── DOCUMENT

Or did they?  A moment later, and with Woodbury gone, Maryland went right back to Carter.  The junior transfer from Georgia Tech went up for a shot about three feet from the hoop and with three frantic Iowa players clawing at him quite conspicuously.  But: the obvious foul of Carter in the act of shooting was not called.  With his forearm pinned to his body, Carter lost control of the ball.  Play continued and Iowa's Mike Gesell came out of the scrum trying to dribble the ball.  Carter reached out for the ball as Gesell seemed to get control of it, but he never came close to touching either Gesell or the ball.  That's what actually happened.  I saw it myself.  Then, I saw it again.  But, fortunately. I'm not one of the Final Four Trio.  Now, one of the Final Four Trio blew his whistle.  Oh Boy!  Talk about a make-up call! Three trained Final Four Officials, a play right out in the open for the 17,950 in Maryland's Gym to see plain as day, but somehow, none of the Final Four Trio saw what actually happened or didn't happen.  Oh, and by the way, Carter also had four fouls.  Now he was gone and none too happy.  Turgeon had his face all scrunched up.  Sulaimon was standing in the middle of the floor shouting about how cruel the world can be.  So be it.  What Turgeon and company were now confronted with was trying to get through the final 7:54 without Robert Carter, Jr.

────
── RECORDS FOR THE EXERCISE

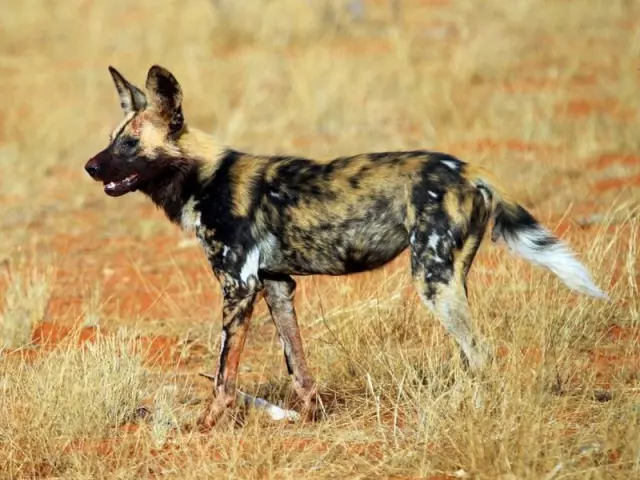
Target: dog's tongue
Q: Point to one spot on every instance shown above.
(115, 189)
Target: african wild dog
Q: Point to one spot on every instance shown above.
(262, 219)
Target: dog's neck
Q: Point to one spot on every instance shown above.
(183, 174)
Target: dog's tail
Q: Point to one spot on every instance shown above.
(526, 237)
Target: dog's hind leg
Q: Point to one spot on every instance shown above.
(442, 251)
(279, 294)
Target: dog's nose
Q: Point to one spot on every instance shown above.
(92, 169)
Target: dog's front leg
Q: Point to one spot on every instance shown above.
(239, 300)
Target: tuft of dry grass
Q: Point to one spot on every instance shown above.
(542, 92)
(26, 296)
(65, 398)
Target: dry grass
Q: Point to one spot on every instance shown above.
(537, 90)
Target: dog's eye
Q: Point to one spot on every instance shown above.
(130, 143)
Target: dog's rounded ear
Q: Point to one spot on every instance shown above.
(165, 95)
(132, 99)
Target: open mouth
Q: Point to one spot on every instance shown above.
(126, 185)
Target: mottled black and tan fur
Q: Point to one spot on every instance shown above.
(263, 219)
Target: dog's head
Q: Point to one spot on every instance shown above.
(141, 148)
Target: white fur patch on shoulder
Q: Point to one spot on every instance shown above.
(251, 265)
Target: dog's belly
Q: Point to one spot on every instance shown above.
(334, 251)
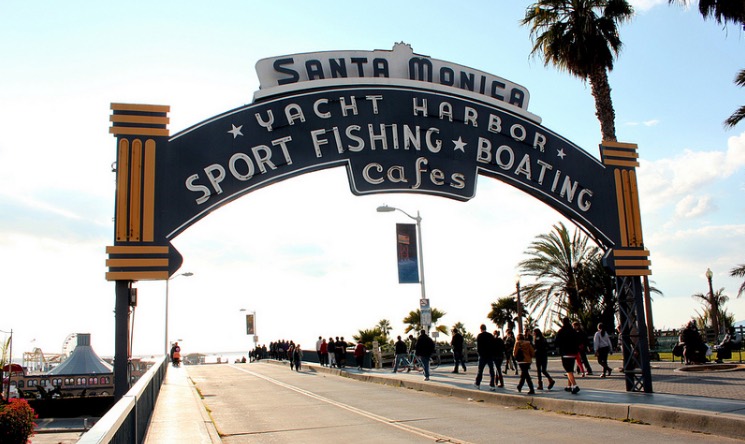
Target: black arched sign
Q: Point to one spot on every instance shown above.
(397, 121)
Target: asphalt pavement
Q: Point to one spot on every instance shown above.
(709, 400)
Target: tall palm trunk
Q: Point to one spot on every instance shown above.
(603, 103)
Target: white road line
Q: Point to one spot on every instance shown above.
(382, 419)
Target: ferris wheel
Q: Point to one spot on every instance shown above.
(69, 344)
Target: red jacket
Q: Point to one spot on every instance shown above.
(359, 350)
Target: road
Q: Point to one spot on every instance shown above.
(265, 403)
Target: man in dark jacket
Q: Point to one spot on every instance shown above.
(567, 341)
(400, 355)
(485, 348)
(425, 346)
(457, 343)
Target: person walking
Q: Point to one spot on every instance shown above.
(332, 352)
(523, 353)
(400, 347)
(297, 356)
(584, 347)
(485, 349)
(324, 353)
(601, 343)
(341, 352)
(567, 341)
(498, 358)
(540, 344)
(509, 345)
(457, 344)
(175, 354)
(318, 350)
(425, 346)
(291, 354)
(359, 354)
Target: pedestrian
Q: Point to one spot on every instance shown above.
(485, 349)
(400, 349)
(498, 358)
(523, 353)
(567, 341)
(584, 347)
(175, 354)
(332, 352)
(341, 348)
(603, 346)
(425, 346)
(540, 344)
(297, 356)
(318, 349)
(724, 349)
(324, 353)
(291, 354)
(359, 354)
(457, 344)
(509, 345)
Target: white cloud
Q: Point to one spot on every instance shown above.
(691, 206)
(646, 5)
(650, 122)
(670, 180)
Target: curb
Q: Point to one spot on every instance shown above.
(719, 424)
(209, 425)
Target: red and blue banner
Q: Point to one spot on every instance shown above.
(406, 250)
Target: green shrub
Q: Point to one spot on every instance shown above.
(16, 422)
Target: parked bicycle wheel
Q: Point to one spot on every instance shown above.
(434, 362)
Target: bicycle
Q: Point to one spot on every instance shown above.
(411, 361)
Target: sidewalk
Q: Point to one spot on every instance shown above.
(179, 414)
(708, 402)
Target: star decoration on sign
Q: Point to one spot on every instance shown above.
(460, 145)
(236, 131)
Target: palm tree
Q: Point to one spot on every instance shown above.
(413, 321)
(504, 312)
(581, 37)
(467, 337)
(738, 115)
(368, 336)
(722, 11)
(384, 325)
(713, 303)
(739, 271)
(557, 261)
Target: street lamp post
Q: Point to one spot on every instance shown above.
(418, 219)
(252, 330)
(714, 303)
(519, 308)
(10, 364)
(165, 336)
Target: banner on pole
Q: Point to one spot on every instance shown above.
(250, 324)
(408, 259)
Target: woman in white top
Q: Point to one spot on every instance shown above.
(603, 347)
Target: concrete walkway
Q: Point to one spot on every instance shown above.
(180, 416)
(708, 402)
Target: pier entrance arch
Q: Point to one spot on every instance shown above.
(398, 122)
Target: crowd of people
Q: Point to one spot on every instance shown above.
(519, 352)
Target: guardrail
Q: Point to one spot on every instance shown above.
(126, 422)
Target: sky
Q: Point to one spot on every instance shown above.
(306, 255)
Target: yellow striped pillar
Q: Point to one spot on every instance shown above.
(630, 258)
(140, 130)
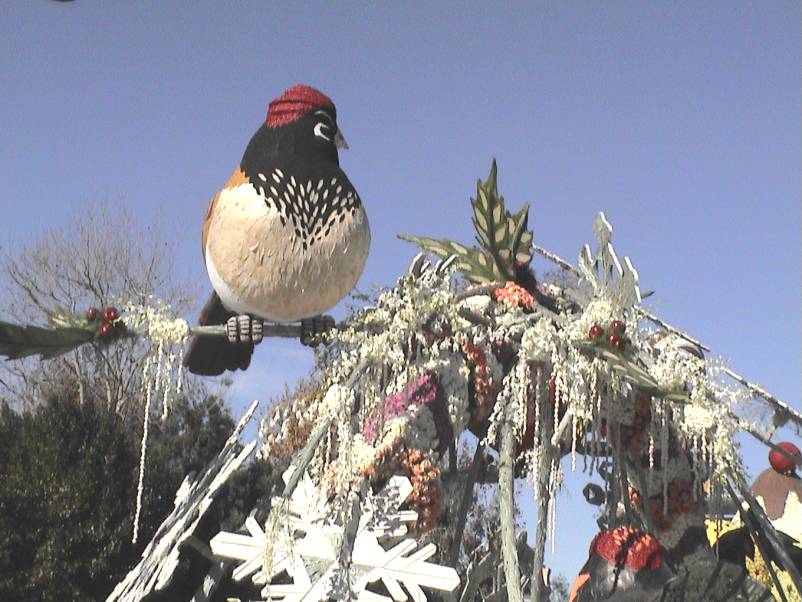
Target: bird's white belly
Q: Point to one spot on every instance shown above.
(258, 266)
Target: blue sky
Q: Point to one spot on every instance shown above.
(680, 120)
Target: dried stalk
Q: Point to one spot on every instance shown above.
(467, 496)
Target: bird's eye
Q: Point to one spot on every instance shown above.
(321, 130)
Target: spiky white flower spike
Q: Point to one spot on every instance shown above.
(310, 554)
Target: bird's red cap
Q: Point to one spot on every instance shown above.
(296, 102)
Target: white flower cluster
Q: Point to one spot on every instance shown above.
(675, 369)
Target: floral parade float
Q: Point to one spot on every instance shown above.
(540, 372)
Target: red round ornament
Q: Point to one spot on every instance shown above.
(779, 461)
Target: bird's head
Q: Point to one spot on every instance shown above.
(311, 114)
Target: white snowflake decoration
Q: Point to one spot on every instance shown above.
(308, 550)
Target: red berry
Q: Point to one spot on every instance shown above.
(779, 461)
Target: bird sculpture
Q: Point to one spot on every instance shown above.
(286, 238)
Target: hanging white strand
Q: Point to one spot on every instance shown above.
(652, 414)
(143, 449)
(179, 377)
(168, 369)
(552, 518)
(573, 441)
(664, 452)
(696, 457)
(538, 402)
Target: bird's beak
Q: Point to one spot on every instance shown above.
(339, 140)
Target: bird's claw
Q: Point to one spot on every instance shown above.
(313, 328)
(244, 329)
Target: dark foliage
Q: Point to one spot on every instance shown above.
(68, 475)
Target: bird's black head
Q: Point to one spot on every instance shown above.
(301, 122)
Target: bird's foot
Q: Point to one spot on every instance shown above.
(244, 329)
(313, 328)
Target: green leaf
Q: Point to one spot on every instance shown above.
(21, 341)
(474, 263)
(503, 237)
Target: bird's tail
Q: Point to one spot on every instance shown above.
(210, 356)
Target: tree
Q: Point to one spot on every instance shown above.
(69, 481)
(103, 257)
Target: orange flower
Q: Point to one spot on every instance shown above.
(513, 295)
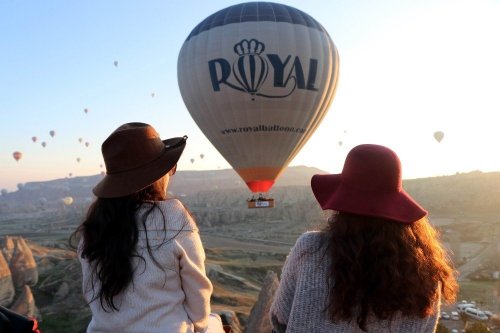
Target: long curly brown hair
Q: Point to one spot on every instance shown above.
(381, 267)
(110, 233)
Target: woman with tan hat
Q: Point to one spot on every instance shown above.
(141, 255)
(377, 267)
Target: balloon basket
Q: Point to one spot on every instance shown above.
(260, 202)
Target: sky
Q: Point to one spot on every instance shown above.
(407, 70)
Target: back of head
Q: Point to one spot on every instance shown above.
(381, 267)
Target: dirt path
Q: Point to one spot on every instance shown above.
(245, 244)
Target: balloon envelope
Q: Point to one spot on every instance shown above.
(438, 135)
(258, 83)
(67, 201)
(17, 155)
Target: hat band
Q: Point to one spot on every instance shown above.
(165, 149)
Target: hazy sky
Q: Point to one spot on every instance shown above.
(407, 69)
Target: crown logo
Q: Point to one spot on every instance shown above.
(246, 47)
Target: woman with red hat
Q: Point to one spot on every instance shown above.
(378, 266)
(141, 254)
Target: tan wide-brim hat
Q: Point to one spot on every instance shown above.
(370, 184)
(136, 157)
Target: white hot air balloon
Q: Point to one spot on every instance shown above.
(258, 84)
(438, 135)
(67, 201)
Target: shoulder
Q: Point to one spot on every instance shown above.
(308, 243)
(310, 239)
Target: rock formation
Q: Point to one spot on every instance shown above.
(6, 285)
(258, 320)
(25, 303)
(22, 265)
(18, 271)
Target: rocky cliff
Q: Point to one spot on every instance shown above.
(18, 274)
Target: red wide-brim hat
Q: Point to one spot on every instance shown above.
(370, 184)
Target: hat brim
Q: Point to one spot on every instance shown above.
(128, 182)
(331, 193)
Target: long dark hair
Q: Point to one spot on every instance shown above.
(110, 234)
(382, 267)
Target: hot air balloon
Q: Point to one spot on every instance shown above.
(258, 83)
(438, 135)
(67, 201)
(17, 155)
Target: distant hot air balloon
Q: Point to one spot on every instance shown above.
(17, 155)
(258, 85)
(67, 201)
(438, 135)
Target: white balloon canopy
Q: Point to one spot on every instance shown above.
(258, 78)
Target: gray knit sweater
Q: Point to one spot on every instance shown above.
(303, 291)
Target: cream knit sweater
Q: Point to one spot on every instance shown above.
(176, 300)
(302, 296)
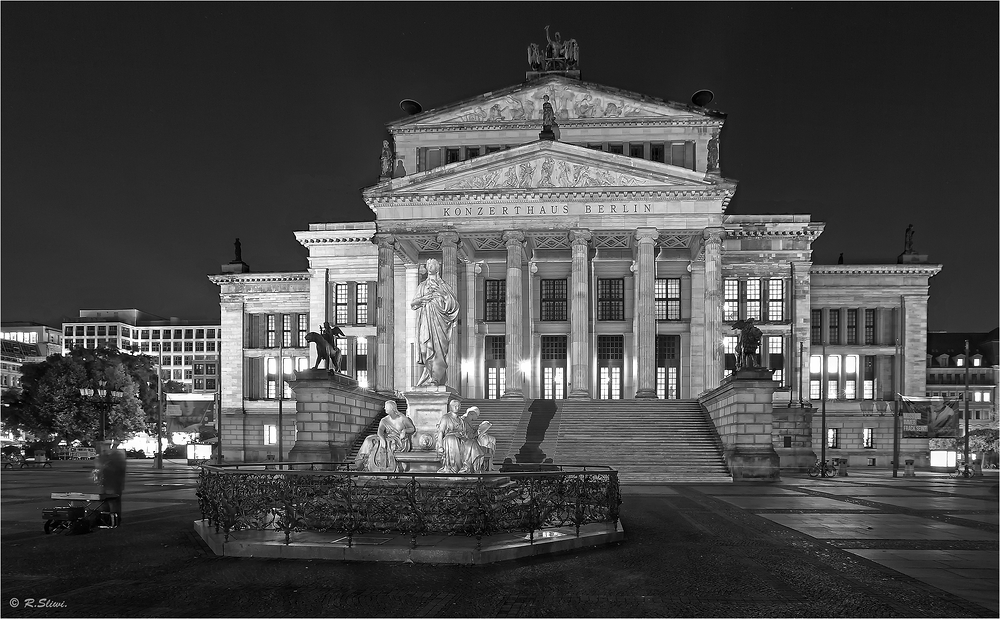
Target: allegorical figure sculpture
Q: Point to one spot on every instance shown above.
(746, 344)
(326, 346)
(386, 159)
(452, 433)
(437, 312)
(378, 451)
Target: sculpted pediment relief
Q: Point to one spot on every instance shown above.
(571, 100)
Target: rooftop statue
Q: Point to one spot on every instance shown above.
(437, 312)
(556, 55)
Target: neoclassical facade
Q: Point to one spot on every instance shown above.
(600, 264)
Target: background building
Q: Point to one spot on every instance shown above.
(596, 262)
(187, 351)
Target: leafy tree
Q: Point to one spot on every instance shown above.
(49, 404)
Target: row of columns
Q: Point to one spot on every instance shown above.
(580, 353)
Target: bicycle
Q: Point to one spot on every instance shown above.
(829, 468)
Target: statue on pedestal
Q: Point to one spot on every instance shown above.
(437, 312)
(747, 344)
(326, 346)
(378, 452)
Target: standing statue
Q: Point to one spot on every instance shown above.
(451, 439)
(746, 344)
(386, 159)
(378, 452)
(326, 346)
(437, 312)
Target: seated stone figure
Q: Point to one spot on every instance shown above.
(479, 451)
(377, 453)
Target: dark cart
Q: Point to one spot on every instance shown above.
(84, 512)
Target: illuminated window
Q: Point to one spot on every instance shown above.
(753, 299)
(868, 438)
(611, 299)
(495, 300)
(731, 302)
(554, 303)
(361, 304)
(668, 298)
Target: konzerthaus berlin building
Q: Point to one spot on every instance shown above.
(599, 264)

────

## PROBLEMS
1. According to the basketball recap, how much game time did Maryland have to get through without Robert Carter, Jr.?
2. Set out the stretch of entries from the line containing "Target: row of columns" through the end of the entries as a numbered list, leaving out blank lines.

## ANSWERS IN ORDER
1. The final 7:54.

2.
1. Target: row of columns
2. Q: Point to one spot on every instance shown above.
3. (580, 353)
4. Target: bicycle
5. Q: Point to one spot on every instance shown above.
6. (829, 468)
7. Target: statue on pedestal
8. Q: Point to one spot on every instance shown above.
9. (437, 312)
10. (747, 344)
11. (326, 346)
12. (378, 452)
13. Target: standing statue
14. Q: Point to one spot on every instance shown above.
15. (451, 439)
16. (746, 344)
17. (386, 159)
18. (378, 452)
19. (326, 346)
20. (437, 312)
21. Target: seated stone figure
22. Q: Point to one spot on every instance shown above.
23. (479, 451)
24. (377, 453)
25. Target: dark cart
26. Q: Point to one spot on every instance shown above.
27. (84, 512)
28. Target: illuminated window
29. Q: Point to one spot on every instance shown above.
30. (753, 299)
31. (868, 438)
32. (611, 299)
33. (495, 300)
34. (731, 302)
35. (554, 303)
36. (361, 304)
37. (668, 298)
38. Target: konzerthaus berlin building
39. Q: Point to one spot on every instance shown above.
40. (599, 264)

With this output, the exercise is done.